▸ **ENUNCIADO**:
Según la página, ¿mediante qué afectos deben ser conducidos los ciudadanos a la obediencia?

▸ **PÁGINA**:
# # # #
La conservación del Estado depende entonces de una simple
relación de fuerza entre diferentes afectos(7). El Tratado
teológico-político anuncia los análisis
de la cuarta parte de la Ética, ya que Spinoza ha
fundamentado ahí el estudio de la conservación del
Estado, sobre la experiencia común según la cual las
pasiones del alma «no tienen ninguna consideración
con el futuro (temporis futuri), y no tienen en cuenta nada
que no sea ellas mismas.»(8) La idea imaginativa constitutiva
del afecto pasivo afirma la presencia del objeto que representa
con tanta más fuerza que la que existe en acto, ya que ninguna
imagen de las cosas oculta su presencia(9). El Tratado político
se apoya en una análisis idéntico: «... en los
momentos de mayor peligro para el Estado, cuando todos, tal y como
ocurre, son presos de un terror pánico, entonces todos aprueban
lo que el temor presente les persuade, sin tomar en cuenta ni el
futuro ni las leyes».(10) El Estado debe convertirse en una
potencia de temporalización para oponerse a la fuerza del
presente en la vía pasional.
Los ciudadanos deben ser conducidos a la obediencia por los afectos
de temor y de esperanza que el Estado consiga movilizar. Ahora bien,
estos afectos son portadores de una forma temporal, y se definen
como la alegría o la tristeza inconstantes, «que brota
de la idea de una cosa futura o pretérita, de cuya efectividad
dudamos de algún modo.»(11)
El único modo de liberar a los ciudadanos de la fuerza pasional
del presente, para mejor servirlos, es asociar a sus actos consecuencias
imaginarias dotadas de una fuerza afectiva superior a la de la situación
presente(12), cuando las consecuencias reales de estos actos comportan
una carga efectiva bastante menor, incapaz de triunfar de un deseo
presente . Si, siendo, por otra parte, todas las cosas iguales,
la imaginación del presente produce afectos más intensos
que la del futuro, la única manera de volver a dar una fuerza
pasional al futuro es relacionarlo con las ventajas que por ellas
mismas ocupan más el espíritu que los bienes presentes.
Para asegurar la renuncia a un bien presente, es necesario dar a
ese sacrificio consecuencias imaginarias que, al depender enteramente
de una salida futura, poseen una fuerza afectiva más intensa,
unida a la representación de un beneficio superior. La previsión
de la simple conservación del Estado no bastaría para
producir siempre un afecto suficientemente intenso como para reducir
el apetito de un beneficio inmediato y renovar el deseo de sumisión.
El tiempo forjado por los hombres políticos, a partir de
la imaginación de un orden repetido de experiencias, resulta
de la asociación, en el seno de la imaginación de
los sujetos, de ciertas acciones con las previsiones imaginarias
de sus consecuencias futuras. Este tiempo es humillante, ya que
se constituye como un marco exterior que separa de forma imaginaria
las acciones de la multitud de sus consecuencias reales. Según
Spinoza, sabemos que «es a los esclavos, y no a los hombres
libres, a quienes se otorgan premios por su virtud.»(13)
# # # #
▸ **MATERIAL**:
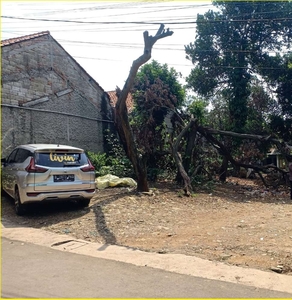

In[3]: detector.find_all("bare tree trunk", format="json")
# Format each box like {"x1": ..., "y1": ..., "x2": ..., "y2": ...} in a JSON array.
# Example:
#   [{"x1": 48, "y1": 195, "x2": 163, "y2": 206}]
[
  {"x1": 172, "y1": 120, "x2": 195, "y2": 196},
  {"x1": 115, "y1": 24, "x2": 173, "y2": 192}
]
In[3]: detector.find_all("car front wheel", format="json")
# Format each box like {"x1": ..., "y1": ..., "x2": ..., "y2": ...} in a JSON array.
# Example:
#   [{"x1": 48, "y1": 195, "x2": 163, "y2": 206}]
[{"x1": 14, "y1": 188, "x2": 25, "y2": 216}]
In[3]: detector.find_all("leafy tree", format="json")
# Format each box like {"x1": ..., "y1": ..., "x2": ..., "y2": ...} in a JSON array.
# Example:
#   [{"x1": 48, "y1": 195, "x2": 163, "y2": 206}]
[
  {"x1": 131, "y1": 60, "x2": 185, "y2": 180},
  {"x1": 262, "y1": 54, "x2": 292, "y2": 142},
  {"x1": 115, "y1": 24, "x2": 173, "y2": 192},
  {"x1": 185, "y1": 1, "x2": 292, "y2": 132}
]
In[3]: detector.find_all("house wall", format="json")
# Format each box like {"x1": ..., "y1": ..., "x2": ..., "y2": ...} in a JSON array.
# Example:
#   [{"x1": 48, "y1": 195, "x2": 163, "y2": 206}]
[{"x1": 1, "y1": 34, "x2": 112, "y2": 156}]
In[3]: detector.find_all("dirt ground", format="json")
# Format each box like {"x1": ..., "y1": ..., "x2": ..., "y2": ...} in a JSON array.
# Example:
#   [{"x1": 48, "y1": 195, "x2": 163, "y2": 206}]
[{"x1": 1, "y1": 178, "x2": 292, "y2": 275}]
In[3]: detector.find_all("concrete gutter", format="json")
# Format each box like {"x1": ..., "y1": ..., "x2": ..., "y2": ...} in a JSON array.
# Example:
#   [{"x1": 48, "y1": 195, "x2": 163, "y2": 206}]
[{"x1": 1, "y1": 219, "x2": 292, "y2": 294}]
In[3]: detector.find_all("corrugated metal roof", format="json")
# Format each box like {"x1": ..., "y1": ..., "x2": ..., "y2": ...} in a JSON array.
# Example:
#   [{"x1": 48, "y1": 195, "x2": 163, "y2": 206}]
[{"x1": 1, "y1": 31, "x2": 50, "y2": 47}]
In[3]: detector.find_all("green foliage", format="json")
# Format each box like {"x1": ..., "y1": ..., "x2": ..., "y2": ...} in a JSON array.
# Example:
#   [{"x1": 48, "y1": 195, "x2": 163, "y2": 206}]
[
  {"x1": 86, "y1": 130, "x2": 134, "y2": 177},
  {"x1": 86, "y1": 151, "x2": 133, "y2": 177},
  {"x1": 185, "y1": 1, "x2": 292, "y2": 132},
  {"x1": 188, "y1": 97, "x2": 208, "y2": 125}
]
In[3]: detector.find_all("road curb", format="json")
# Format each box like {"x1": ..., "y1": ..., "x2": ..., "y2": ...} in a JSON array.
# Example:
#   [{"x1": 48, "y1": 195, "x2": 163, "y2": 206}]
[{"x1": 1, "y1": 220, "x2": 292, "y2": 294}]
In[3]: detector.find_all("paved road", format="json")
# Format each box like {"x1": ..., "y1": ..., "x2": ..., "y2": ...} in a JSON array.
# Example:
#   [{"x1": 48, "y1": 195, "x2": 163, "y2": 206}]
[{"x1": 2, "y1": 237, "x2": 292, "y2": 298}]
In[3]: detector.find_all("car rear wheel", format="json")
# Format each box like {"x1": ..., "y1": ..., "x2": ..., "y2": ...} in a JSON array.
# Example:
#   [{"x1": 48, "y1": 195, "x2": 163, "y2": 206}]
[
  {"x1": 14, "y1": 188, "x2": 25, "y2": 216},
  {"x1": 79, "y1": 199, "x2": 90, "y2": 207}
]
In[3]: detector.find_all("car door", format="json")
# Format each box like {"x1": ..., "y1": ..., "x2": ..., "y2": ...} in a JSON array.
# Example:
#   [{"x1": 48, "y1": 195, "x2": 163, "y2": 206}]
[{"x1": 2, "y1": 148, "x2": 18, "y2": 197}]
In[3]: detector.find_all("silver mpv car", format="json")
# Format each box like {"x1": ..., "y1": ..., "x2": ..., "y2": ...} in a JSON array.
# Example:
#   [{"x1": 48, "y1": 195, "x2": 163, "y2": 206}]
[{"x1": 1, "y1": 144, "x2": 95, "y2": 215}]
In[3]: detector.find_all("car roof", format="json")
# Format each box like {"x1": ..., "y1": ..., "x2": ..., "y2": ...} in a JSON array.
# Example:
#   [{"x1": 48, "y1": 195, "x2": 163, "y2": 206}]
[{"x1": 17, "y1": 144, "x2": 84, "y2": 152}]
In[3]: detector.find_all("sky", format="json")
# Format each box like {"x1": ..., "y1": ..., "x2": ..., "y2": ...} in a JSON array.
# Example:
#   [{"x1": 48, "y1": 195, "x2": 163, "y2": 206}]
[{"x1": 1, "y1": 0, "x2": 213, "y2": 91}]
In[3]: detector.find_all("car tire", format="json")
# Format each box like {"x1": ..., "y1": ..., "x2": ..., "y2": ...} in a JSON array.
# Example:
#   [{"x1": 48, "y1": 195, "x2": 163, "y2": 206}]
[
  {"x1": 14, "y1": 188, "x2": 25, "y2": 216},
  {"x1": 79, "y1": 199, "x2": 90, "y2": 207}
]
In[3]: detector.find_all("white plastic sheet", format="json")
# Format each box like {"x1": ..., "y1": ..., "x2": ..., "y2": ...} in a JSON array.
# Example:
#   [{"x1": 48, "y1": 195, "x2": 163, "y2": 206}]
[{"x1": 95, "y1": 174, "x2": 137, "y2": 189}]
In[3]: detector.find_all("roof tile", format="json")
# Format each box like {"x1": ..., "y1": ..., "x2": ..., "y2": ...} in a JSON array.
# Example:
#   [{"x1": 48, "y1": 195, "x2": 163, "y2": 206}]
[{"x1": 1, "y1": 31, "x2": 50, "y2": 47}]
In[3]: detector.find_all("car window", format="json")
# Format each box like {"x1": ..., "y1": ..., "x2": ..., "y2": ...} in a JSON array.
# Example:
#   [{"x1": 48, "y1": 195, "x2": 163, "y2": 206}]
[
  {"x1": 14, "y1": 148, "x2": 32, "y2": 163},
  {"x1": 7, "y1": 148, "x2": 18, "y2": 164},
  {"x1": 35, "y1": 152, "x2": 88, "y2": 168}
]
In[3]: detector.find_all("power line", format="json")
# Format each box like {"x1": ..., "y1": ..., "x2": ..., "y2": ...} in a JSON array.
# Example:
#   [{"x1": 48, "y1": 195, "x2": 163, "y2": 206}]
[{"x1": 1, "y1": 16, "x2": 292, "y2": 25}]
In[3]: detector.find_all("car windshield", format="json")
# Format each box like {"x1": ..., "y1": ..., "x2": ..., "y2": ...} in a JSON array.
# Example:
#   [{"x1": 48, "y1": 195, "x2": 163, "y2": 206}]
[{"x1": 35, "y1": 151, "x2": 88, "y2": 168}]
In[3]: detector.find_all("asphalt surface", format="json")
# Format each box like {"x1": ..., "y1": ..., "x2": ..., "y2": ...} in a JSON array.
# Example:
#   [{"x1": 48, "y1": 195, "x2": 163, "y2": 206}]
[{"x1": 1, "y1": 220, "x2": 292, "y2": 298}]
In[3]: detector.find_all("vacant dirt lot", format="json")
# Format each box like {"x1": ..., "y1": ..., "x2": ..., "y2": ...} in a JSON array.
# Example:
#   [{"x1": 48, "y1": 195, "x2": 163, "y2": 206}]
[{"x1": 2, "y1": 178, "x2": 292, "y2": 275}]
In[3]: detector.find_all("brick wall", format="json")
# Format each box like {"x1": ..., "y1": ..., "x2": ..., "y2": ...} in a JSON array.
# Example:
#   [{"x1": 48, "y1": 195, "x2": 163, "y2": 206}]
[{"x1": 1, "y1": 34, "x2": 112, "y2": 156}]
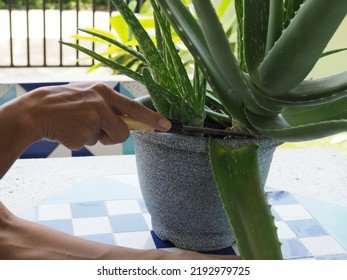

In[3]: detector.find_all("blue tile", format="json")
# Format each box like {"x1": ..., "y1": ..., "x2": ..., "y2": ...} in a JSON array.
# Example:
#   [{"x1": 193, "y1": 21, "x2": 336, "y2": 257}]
# # # #
▸ **RESPUESTA ESCRITA**:
Mediante los afectos de temor y de esperanza que el Estado consiga movilizar.